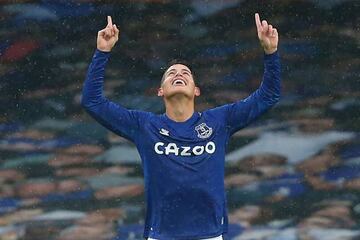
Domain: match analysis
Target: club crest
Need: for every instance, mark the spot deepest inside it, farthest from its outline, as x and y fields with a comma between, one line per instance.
x=203, y=130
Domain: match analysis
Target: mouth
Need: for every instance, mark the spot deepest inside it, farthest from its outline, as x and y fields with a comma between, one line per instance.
x=179, y=82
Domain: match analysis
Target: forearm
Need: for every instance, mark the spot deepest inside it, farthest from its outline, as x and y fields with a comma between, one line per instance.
x=270, y=88
x=92, y=93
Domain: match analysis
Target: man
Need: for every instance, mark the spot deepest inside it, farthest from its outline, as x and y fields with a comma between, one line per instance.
x=182, y=151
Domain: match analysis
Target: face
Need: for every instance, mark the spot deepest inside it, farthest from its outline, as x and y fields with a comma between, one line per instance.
x=178, y=80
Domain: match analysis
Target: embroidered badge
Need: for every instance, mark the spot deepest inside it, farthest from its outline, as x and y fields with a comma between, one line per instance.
x=203, y=130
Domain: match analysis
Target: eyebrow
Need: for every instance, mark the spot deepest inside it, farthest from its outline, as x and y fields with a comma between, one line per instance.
x=184, y=69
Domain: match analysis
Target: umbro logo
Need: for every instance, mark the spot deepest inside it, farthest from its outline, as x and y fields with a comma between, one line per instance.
x=164, y=132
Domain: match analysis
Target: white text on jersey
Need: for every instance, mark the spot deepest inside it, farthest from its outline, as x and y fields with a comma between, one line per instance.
x=172, y=148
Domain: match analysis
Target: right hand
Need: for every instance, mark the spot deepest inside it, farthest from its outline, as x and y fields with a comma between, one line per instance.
x=107, y=37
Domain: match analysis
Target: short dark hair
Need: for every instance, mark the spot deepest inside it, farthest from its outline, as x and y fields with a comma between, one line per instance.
x=173, y=62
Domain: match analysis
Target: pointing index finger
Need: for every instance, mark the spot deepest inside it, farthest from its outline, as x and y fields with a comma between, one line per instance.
x=257, y=21
x=109, y=21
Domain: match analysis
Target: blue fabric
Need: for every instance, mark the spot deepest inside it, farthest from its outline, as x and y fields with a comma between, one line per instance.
x=183, y=162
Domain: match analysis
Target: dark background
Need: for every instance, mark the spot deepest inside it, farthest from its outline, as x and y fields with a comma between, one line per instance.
x=296, y=174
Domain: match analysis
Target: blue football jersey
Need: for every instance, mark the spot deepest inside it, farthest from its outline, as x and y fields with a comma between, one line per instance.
x=183, y=162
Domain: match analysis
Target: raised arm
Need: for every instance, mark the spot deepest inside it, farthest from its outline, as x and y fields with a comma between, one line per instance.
x=241, y=113
x=111, y=115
────────────────
▸ **Stated problem**
Extract every line of the rows above verbatim, omitting the picture.

▸ **Solution**
Domain: match analysis
Target: club crest
Need: for every instance, mark the spot deepest inside it, farthest from its outline, as x and y fields with a comma between, one line per instance.
x=203, y=130
Domain: match analysis
Target: mouth
Need: for every instance, mark the spot deepest inside it, farthest from its outline, as x and y fields with a comma between, one line per instance.
x=179, y=82
Domain: match analysis
Target: forearm
Need: for every instance, mark the spot deepest inside it, farthest from its outline, as x and y fields with a comma between, one line per instance.
x=270, y=88
x=92, y=93
Domain: match analysis
Target: man
Need: for every instance, mark the spot deepest inside it, farthest from its outline, as x and y fields with a comma between, one line per instance.
x=182, y=151
Domain: match analysis
Target: face
Need: for every instance, mark the spot deepest inside it, farthest from its outline, as x and y fields with a comma between, one line per instance.
x=178, y=80
Domain: match analysis
Target: embroidered badge
Need: for every instance, mark the spot deepest inside it, farthest from its outline, as x and y fields with a comma between, one line per instance.
x=203, y=130
Domain: match analysis
Target: eyebrow
Need: for every instance, mark the spot deepest inside it, farthest from its outline, as x and y fields with a comma between, one line per instance.
x=184, y=69
Domain: match analysis
Target: umbro logo
Need: for every instance, mark the spot deepest inside it, farthest from its outline, as x and y fields with a comma between, one line per instance.
x=164, y=132
Domain: match analysis
Target: white text on jersey
Need: for every instance, mark the spot deepest inside it, farthest from its outline, as x and y fields with a comma between, one line per instance.
x=172, y=148
Domain: match analysis
Target: right hand
Need: for every instance, mark the spot deepest inside it, farthest from its outline, as x and y fields with a comma between, one line per instance.
x=107, y=37
Domain: match analysis
Target: short dark hair
Need: for every instance, mark the spot deepest inside it, farthest from its outline, as x and y fields with a comma between, one line per instance.
x=173, y=62
Domain: match analysis
Target: pointing index finger
Need: for every instance, mark the spot deepest inside it, farthest from its outline, as x and y fields with a comma between, one line per instance.
x=257, y=21
x=109, y=21
Domain: match analysis
Target: blue fabric
Need: for every instance, mark the spot deepest inside it, farthest from its outline, as x and y fields with a comma between, one line per instance.
x=183, y=162
Domain: match analysis
Target: dark background
Need: for every instance, mark the spot deepest inside it, farthest from its outline, as x and y fields with a comma between, one line per instance.
x=296, y=174
Domain: match analysis
Target: blue football jersey
Need: for every instance, mark the spot deepest inside it, farthest from its outline, as x and y fields with a comma between, one line per instance.
x=183, y=162
Domain: match analysis
Target: raised arm
Need: for every instance, mark the spot deepest inside it, farthest from its outline, as x and y fields with a comma between, one line per instance.
x=241, y=113
x=111, y=115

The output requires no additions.